##### SOURCE EXTRACT
After the Great Recession, the Metropolitan School District of Lawrence Township in Indianapolis knew it had to prepare students for a new world of work skills and knowledge.
Leaders decided that the district’s McKenzie Career Center had to morph from a traditional vocational training facility into a school that would equip students with future-ready skills, specifically in engineering and computer science, says Steven Goeglein, the district’s assistant superintendent.
Now with a new name, the McKenzie Center for Innovation and Technology offers an array of career programs to roughly 2,400 students.
Federal and state grants, highly skilled teachers and more than 50 community and business partners helped make it happen. This year, half the high school student population is enrolled in a four-year engineering, four-year biomedical sciences or three-year computer science program, says Frank Svarczkopf, the district’s director of career education.
“That was the beginning of a true pathway for our students,” Svarczkopf says. “We still have all the other career and technical programs but we have a lot more possibility.”
The district’s two high schools used to offer traditional wood and metal shops. Nine years ago, central office leaders discontinued those classes and shifted those industrial tech teachers to the center, where they were retrained to teach Project Lead the Way engineering courses, Goeglein says.
Several community members with industry experience—though without teaching degrees—became workplace specialist teachers.
“We had to stop teaching students how to do manual labor jobs and now had to teach them how to run the robots that were doing those jobs,” Goeglein says.
The district also partnered with local hospitals and a car dealership, and in an arrangement with nearby colleges students can earn college credit for high school coursework.
How it works
An advisory board comprising community members oversees every program—including auto maintenance, cosmetology, engineering, biomedical science and criminal justice—and helps decide what the center should offer and the equipment needed.
The board members also mentor students, help with resumes and interview skills, and facilitate internships and job placement, Goeglein says.
The center has 41 classrooms, several laboratories, and computer spaces where, for example, students learn how to fix hardware with equipment donated by local companies.
Most funding comes from the state and the federal Carl D. Perkins Career and Technical Education Improvement Act. While attending McKenzie is tuition-free, students pay a fee of $25 and $75 to take courses.
The district buses students from their high schools to the center for one to three periods of time every day. And when they arrive, administrators greet every student. “As they come off those 12 buses, we see if there is something wrong with these students,” says Svarczkopf. “We get to know them as young people and what challenges they have and what their homes are like.”
Counselors at the district’s two high schools help students create course schedules and determine what they want to study. And a community liaison cultivates business partnerships and arranges tours of the center for other districts, community members and parents.
##########
##### MATERIAL SHOWN
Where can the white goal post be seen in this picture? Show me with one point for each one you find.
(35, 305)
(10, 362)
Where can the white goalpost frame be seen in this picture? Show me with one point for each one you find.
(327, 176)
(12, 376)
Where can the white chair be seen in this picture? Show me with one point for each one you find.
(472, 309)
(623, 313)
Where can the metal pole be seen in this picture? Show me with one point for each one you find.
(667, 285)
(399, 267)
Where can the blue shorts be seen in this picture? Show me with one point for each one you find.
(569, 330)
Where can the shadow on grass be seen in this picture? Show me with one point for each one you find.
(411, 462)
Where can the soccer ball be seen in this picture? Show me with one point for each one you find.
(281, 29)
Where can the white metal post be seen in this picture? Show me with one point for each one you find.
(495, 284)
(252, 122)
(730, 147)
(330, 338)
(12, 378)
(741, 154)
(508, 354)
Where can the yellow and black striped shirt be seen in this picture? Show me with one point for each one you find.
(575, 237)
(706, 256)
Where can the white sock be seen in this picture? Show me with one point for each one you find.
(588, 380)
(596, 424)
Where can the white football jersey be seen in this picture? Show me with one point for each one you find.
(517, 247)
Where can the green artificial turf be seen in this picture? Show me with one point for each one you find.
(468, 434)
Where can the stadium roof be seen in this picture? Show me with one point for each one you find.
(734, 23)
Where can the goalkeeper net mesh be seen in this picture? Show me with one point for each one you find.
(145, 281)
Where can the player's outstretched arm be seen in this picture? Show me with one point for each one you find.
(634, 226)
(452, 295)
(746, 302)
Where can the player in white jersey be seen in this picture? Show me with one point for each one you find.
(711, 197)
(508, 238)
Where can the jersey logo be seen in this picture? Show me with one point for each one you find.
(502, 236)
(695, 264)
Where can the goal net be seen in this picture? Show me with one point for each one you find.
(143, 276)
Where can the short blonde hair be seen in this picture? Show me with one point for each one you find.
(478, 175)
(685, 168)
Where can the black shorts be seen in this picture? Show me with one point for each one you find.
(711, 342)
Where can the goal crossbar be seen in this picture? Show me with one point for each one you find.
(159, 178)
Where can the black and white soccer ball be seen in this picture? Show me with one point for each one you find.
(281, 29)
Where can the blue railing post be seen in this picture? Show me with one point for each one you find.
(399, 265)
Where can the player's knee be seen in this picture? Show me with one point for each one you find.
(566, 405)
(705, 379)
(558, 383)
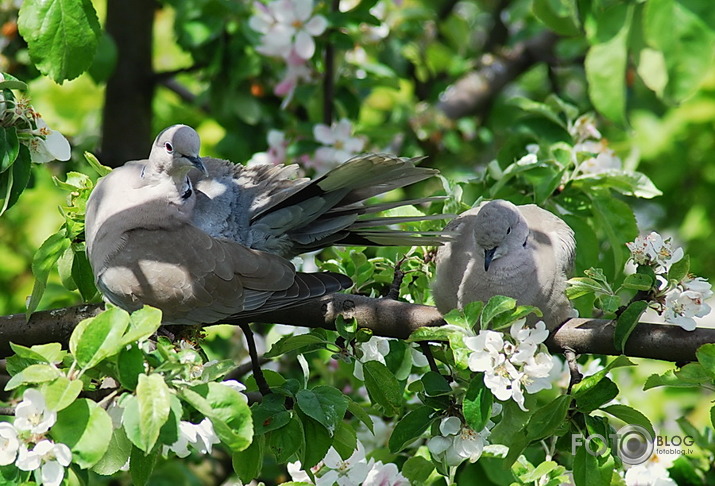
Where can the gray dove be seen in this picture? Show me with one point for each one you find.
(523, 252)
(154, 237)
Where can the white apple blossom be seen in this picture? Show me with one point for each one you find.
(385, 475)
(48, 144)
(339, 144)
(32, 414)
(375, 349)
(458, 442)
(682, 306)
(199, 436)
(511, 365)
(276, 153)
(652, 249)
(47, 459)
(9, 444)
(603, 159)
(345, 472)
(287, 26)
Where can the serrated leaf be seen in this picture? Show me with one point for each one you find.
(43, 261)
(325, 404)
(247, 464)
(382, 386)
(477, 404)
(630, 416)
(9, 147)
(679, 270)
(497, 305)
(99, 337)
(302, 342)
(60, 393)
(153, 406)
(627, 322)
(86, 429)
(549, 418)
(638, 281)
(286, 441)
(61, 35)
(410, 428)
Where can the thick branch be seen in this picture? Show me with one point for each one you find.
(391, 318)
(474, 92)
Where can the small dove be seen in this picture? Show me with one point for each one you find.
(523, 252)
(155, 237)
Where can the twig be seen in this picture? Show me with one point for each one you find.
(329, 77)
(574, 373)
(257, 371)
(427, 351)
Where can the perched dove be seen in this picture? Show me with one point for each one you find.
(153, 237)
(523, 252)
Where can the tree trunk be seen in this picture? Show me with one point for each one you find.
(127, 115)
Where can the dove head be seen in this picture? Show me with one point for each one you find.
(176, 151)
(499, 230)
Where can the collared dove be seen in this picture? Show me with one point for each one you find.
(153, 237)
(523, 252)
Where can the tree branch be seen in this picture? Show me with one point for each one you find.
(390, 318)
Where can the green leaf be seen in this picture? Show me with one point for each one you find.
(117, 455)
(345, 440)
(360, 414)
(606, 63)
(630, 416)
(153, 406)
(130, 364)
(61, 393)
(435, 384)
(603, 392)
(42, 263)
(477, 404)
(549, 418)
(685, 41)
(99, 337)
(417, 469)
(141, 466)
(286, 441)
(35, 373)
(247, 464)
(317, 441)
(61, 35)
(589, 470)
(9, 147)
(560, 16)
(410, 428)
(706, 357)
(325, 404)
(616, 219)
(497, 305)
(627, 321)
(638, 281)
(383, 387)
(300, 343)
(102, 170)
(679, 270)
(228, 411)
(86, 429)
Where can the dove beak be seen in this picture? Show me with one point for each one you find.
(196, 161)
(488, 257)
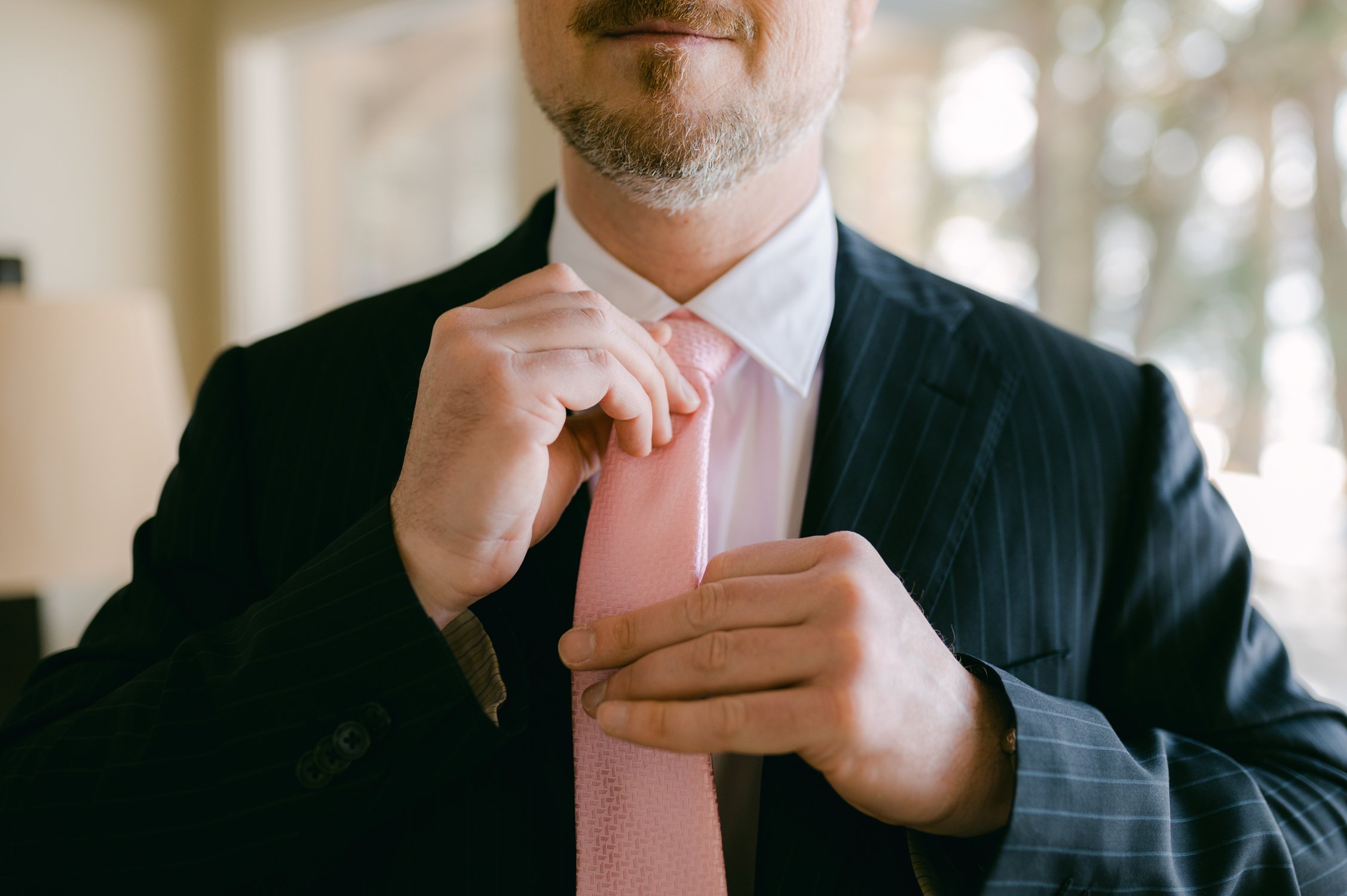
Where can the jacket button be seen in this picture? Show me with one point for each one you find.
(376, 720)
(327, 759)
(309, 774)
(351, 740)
##########
##### MATERIAL SHOWN
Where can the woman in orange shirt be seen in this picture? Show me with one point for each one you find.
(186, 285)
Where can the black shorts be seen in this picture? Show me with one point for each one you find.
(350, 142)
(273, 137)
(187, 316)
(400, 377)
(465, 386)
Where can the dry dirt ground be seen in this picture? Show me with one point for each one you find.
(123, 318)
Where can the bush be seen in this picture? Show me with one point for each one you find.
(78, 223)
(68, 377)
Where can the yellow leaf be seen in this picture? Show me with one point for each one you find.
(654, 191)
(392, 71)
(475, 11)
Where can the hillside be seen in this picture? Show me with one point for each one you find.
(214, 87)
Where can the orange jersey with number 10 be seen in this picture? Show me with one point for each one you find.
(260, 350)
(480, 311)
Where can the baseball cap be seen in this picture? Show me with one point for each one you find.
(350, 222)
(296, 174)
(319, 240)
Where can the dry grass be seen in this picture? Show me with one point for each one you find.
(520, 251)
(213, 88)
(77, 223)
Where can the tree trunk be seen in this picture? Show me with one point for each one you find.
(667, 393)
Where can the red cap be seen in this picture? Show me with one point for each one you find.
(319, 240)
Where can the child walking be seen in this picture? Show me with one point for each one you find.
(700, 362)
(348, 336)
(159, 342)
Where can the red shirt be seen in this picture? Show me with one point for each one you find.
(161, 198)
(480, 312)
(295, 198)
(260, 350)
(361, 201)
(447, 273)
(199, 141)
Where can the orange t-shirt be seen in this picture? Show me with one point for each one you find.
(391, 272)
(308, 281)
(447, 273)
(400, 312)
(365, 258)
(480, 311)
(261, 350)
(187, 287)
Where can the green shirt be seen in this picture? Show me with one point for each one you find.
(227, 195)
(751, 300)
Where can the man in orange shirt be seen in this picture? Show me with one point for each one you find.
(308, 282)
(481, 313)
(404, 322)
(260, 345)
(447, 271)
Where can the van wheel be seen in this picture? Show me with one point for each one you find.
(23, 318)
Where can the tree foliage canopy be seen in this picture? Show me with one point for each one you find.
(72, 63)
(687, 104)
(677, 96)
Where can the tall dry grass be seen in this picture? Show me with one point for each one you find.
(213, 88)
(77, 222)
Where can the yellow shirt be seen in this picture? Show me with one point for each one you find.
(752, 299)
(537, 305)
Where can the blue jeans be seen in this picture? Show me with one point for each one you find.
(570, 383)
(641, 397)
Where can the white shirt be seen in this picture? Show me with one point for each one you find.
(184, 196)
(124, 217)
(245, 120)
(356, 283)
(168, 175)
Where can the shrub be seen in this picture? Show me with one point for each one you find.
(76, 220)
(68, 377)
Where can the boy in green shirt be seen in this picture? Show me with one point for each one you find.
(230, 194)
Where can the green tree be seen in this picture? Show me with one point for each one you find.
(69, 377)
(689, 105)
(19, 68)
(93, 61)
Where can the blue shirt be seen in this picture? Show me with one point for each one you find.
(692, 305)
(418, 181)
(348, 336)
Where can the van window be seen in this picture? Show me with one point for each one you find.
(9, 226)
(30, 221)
##########
**ACTIONS TO TAKE**
**1.** Update the article about the McKenzie Center from "Most funding comes" up to and including "members and parents.", replacing "Counselors" with "Advisers".
**2.** Translate this sentence from the article about the McKenzie Center into Spanish: "The center has 41 classrooms, several laboratories, and computer spaces where, for example, students learn how to fix hardware with equipment donated by local companies."
The entries have no connection to the article about the McKenzie Center.

**WRITTEN RESPONSES**
**1.**
Most funding comes from the state and the federal Carl D. Perkins Career and Technical Education Improvement Act. While attending McKenzie is tuition-free, students pay a fee of $25 and $75 to take courses.
The district buses students from their high schools to the center for one to three periods of time every day. And when they arrive, administrators greet every student. “As they come off those 12 buses, we see if there is something wrong with these students,” says Svarczkopf. “We get to know them as young people and what challenges they have and what their homes are like.”
Advisers at the district’s two high schools help students create course schedules and determine what they want to study. And a community liaison cultivates business partnerships and arranges tours of the center for other districts, community members and parents.

**2.** El centro tiene 41 aulas, varios laboratorios y espacios de computación donde, por ejemplo, los estudiantes aprenden a reparar hardware con equipos donados por empresas locales.